• _What is being asked_: Can you extract the passage of the text about what bartenders know, from "Yeah, on behalf" up to and including "having fun, whatever."?

• _Quoted passage_:
The fact that you do NOT come here as much as your SO thinks

Perhaps even more important. The fact that you are not here on nights when it later becomes apparent they think you were.

We don’t give a fuck where you are or what you do when you’re not here drinking. They obviously do, but we care more about keeping you as a customer (and not enough about your inter-relational differences) to agree with you.

This also means, word to the wise / any “bar-regular’s” significant other: we don’t bite the hand that feeds us. Like anybody in a service role, being good at your job means understanding who the client is, and agreeing that they are (almost) always right. So if you want deets, the odds increase exponentially if you become a regular in your own right.

The fact that you hit on me the minute your wife goes to the restroom

Or the fact that you told me “I’d rather look at you than most anybody else”
right in front of your father-in-law minutes before she arrived.

The fact that you cheated on your fiancé in Vegas

Or are about to, during your bachelorette party next week.

Why you feel compelled to tell a stranger this is besides the point, but rest assured that if you just needed to spill to someone who wouldn’t immediately turn around and tell him, we can be that for you. (Now, that’s not to say all the other bartenders won’t eventually find out. Because they probably will.)

Intake

The fact that you’re drinking soda water with lime, not vodka-soda

Girl, you don’t have to explain why. I know why — I’ve played this move myself and by now I understand it perfectly. You’re drunk or don’t want to get drunk, but don’t want your date or girlfriends to know. I gotchu.

The fact that you really, *really* do not want that shot

If you are being pressured into a shot or a drink you don’t want, in the words of another bartender: “just keep your eyes on me.” I gotchu.

The fact that you’re cutting off your drunk buddy

Yeah, on behalf of the bar and future-him, thanks for that. Just signal me and I’ll quit swinging by or otherwise work it out.

The fact that you’re trying to get your buddy drunk

One move being to rotate who does shots with him — he’s always doing one, but with only one of you guys at a time.

I’ve seen this quickly turn into a very unloving situation of just trying to get someone fucked up because he’s a “hilarious” drunk. But as long as he’s still having fun, whatever.

The fact that you are an alcoholic

I mean, we can do math.

If you’re here 2 or 3 or 4 times a week drinking 4 or 6 or 10 drinks each time, we see you. And if you mention that you also frequent other places, we see that, too.

As long as you’re not belligerent, we won’t say anything — that’s your business; not ours. But we see you, bud.

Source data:
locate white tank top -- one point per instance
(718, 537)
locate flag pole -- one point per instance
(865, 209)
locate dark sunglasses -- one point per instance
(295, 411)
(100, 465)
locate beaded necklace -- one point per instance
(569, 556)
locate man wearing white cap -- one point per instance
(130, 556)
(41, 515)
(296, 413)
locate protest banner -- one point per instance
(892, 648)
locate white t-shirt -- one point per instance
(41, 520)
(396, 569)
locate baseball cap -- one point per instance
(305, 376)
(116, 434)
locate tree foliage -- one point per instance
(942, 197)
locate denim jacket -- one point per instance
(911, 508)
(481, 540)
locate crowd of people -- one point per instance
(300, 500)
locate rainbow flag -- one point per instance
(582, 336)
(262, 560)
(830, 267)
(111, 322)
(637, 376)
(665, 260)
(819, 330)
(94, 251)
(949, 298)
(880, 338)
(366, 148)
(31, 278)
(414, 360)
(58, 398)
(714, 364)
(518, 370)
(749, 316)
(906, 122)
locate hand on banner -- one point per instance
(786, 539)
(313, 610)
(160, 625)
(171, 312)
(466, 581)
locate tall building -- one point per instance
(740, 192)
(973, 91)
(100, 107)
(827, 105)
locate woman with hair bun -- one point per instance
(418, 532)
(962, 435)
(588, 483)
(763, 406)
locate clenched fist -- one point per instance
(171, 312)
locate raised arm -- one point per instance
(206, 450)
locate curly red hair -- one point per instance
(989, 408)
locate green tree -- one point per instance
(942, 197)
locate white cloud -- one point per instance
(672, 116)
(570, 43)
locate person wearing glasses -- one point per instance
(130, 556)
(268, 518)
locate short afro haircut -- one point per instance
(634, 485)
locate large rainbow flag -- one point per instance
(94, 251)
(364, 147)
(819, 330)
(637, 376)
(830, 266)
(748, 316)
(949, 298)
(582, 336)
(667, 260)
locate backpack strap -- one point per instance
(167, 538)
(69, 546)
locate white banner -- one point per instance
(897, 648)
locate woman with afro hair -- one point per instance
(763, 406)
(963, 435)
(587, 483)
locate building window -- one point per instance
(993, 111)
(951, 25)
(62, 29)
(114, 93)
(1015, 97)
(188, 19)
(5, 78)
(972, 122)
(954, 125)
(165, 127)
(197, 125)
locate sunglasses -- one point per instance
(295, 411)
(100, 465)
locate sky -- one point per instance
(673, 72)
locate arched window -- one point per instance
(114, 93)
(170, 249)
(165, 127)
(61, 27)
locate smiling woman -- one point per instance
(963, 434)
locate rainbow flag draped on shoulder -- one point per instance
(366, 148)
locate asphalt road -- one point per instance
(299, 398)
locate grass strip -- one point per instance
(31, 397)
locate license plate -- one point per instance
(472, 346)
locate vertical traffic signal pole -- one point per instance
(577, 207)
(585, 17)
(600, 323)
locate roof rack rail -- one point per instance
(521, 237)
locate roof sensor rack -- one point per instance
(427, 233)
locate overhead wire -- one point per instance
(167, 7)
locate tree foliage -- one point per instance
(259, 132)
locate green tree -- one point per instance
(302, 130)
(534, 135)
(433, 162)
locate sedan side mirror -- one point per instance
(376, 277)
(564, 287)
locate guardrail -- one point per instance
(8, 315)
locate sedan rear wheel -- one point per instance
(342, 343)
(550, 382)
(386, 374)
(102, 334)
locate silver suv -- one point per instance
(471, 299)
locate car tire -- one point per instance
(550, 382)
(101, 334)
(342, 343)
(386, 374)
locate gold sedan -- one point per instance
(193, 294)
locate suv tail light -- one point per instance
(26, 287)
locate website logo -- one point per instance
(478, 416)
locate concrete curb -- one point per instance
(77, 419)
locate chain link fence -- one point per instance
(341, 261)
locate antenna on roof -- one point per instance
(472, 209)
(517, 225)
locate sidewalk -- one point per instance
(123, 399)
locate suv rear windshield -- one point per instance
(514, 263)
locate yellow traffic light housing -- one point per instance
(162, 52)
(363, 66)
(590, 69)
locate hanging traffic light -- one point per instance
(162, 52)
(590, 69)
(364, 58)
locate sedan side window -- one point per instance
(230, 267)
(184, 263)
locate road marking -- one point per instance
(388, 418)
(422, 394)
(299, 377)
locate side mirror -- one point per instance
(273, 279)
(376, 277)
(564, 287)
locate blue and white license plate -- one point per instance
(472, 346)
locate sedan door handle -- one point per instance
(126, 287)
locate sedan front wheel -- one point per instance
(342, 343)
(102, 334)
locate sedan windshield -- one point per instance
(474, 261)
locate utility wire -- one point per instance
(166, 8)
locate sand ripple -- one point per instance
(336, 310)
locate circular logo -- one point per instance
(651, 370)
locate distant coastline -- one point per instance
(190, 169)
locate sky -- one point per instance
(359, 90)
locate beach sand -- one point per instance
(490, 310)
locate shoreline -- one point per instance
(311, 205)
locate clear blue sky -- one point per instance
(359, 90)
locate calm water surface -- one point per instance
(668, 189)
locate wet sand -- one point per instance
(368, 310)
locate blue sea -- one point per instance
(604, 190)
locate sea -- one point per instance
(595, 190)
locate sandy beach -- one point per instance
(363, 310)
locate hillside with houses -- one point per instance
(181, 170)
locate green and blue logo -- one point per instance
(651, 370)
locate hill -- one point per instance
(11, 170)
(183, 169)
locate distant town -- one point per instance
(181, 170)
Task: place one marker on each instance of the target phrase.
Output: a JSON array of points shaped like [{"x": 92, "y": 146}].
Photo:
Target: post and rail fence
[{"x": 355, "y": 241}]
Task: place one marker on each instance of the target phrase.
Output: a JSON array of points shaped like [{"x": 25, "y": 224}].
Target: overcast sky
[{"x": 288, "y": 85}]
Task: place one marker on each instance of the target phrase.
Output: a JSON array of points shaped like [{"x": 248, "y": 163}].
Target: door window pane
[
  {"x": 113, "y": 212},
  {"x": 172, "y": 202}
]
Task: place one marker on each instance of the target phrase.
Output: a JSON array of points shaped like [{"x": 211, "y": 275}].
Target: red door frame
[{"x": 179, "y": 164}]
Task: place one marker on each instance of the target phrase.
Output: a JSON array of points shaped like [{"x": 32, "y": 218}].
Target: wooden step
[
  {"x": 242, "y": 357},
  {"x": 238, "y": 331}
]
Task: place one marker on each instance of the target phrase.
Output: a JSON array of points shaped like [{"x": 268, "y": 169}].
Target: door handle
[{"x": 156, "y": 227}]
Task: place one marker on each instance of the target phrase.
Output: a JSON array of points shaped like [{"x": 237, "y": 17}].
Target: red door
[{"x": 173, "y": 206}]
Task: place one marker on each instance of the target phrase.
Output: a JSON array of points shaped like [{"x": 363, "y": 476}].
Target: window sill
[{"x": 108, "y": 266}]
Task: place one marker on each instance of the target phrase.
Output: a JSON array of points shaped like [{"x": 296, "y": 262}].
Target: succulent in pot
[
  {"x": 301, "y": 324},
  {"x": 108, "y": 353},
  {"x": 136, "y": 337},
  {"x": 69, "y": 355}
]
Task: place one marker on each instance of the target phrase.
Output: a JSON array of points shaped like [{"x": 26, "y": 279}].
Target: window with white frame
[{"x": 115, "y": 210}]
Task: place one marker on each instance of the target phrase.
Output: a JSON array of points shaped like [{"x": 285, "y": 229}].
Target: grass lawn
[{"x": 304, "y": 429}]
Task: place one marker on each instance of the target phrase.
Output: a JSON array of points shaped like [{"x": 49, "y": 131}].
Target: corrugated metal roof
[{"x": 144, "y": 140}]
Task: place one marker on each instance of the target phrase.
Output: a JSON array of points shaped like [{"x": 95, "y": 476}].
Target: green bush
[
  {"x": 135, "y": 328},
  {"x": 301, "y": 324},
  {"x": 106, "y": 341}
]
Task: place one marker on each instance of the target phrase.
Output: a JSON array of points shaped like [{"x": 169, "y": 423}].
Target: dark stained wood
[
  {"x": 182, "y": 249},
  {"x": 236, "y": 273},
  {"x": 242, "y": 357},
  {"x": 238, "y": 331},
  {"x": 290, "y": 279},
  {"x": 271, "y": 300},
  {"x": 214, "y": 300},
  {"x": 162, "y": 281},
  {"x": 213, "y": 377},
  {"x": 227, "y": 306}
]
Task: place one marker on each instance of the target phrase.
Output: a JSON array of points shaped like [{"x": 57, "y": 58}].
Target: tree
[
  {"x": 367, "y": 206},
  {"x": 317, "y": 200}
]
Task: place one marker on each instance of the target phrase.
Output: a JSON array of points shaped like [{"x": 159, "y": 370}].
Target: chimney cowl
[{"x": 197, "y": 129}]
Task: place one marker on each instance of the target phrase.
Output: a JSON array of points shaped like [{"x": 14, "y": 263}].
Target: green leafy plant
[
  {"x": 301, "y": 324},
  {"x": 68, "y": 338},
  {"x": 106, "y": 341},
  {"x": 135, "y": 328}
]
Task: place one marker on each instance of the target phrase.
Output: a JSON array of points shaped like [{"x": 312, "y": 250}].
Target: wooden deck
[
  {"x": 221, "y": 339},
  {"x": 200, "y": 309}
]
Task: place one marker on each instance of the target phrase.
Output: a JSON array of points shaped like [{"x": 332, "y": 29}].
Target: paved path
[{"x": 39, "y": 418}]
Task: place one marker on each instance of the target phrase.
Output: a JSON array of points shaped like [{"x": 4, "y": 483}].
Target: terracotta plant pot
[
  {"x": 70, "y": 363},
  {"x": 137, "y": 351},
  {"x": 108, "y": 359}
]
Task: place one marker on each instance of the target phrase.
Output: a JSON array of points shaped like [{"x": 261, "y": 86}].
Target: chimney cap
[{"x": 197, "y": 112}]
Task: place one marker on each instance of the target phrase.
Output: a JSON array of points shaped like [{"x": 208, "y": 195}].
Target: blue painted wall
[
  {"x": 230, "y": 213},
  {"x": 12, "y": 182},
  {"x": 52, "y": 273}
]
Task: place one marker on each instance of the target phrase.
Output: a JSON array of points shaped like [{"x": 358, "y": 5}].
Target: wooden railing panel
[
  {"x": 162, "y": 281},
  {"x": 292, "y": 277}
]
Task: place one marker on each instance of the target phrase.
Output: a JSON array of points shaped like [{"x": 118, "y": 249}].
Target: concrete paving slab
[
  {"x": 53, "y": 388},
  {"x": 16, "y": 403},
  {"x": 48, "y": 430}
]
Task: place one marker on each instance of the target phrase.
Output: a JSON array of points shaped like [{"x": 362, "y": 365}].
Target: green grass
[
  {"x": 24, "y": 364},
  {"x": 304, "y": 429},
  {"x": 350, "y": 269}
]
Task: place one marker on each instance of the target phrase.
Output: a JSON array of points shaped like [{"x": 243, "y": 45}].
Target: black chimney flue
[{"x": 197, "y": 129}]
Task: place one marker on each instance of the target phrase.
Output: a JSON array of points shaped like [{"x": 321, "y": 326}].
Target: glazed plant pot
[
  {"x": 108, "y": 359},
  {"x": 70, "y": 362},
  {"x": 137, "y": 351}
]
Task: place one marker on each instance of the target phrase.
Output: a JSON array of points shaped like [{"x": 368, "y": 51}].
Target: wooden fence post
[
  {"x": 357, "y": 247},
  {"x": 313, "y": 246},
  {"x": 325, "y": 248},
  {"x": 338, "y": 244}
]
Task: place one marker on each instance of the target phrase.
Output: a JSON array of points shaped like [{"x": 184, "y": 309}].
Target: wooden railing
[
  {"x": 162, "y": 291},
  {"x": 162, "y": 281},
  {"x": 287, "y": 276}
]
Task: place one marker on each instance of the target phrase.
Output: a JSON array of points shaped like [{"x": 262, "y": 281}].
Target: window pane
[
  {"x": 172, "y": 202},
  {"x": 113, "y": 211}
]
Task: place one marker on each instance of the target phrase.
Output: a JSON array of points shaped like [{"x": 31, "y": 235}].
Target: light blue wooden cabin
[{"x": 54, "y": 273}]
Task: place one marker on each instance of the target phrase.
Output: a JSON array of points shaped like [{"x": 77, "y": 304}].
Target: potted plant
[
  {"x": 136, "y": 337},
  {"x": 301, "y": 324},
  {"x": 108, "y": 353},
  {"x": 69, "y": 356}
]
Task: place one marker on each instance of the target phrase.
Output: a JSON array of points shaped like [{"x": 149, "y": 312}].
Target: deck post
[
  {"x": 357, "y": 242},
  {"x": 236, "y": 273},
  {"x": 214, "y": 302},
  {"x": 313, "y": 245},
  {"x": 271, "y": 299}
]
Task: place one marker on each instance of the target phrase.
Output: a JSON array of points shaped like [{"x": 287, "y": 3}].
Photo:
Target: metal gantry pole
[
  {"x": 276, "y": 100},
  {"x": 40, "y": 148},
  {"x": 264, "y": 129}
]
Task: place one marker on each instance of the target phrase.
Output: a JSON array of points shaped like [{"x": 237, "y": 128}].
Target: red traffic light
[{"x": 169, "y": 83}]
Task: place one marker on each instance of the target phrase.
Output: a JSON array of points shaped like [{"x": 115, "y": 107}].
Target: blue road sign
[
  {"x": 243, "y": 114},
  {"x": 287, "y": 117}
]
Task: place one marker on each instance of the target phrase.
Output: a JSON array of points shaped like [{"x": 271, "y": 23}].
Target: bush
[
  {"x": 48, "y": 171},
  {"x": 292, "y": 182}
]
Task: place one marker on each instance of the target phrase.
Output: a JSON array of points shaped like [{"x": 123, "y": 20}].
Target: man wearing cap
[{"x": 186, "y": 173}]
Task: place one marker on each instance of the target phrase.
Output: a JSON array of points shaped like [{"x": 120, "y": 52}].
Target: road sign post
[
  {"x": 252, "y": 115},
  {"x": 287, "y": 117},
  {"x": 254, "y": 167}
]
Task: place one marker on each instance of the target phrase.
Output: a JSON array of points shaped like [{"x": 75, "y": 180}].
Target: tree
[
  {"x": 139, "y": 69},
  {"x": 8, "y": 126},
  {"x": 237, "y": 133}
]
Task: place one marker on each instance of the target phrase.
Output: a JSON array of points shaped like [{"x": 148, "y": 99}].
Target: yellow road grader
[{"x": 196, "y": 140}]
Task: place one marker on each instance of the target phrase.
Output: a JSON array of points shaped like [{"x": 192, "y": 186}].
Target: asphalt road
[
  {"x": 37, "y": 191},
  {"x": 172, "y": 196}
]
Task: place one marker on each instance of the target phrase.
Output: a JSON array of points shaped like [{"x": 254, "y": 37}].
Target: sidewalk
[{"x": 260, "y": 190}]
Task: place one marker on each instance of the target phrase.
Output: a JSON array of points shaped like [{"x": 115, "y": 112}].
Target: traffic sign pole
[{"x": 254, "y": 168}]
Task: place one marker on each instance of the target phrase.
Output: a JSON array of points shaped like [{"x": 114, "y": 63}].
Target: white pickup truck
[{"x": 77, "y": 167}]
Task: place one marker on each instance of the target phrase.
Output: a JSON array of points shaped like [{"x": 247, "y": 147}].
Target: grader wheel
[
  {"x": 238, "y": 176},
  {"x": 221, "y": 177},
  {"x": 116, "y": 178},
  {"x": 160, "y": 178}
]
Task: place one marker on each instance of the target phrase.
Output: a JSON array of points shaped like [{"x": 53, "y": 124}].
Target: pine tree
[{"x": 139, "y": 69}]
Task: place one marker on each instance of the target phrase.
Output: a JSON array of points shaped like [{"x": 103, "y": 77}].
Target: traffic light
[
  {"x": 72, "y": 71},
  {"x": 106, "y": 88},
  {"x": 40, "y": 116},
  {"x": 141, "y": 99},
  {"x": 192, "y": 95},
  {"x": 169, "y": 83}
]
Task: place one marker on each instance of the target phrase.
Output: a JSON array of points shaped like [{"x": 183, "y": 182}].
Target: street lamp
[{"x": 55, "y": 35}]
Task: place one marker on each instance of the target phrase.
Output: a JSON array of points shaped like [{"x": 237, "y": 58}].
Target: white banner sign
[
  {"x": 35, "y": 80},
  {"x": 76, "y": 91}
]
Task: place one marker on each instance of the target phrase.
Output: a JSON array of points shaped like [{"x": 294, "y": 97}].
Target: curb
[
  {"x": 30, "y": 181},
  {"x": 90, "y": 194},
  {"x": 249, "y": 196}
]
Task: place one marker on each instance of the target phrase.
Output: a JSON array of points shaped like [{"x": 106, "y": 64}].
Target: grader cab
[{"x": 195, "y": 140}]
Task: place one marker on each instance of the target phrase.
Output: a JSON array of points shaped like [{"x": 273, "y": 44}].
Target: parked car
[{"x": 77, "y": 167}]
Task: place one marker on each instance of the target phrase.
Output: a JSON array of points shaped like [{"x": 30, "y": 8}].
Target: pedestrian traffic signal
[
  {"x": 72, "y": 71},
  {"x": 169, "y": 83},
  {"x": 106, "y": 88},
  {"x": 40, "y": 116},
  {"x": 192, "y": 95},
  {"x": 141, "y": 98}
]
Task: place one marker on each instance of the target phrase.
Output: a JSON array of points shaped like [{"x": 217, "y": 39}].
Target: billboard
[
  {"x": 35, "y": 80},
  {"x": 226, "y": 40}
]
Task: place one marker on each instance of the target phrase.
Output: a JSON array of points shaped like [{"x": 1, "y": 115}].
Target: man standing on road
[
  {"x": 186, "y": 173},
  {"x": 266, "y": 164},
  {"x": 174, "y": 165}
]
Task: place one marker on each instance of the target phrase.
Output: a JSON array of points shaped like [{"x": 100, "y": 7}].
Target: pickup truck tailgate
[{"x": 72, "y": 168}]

• _Written answer_:
Yeah, on behalf of the bar and future-him, thanks for that. Just signal me and I’ll quit swinging by or otherwise work it out.

The fact that you’re trying to get your buddy drunk

One move being to rotate who does shots with him — he’s always doing one, but with only one of you guys at a time.

I’ve seen this quickly turn into a very unloving situation of just trying to get someone fucked up because he’s a “hilarious” drunk. But as long as he’s still having fun, whatever.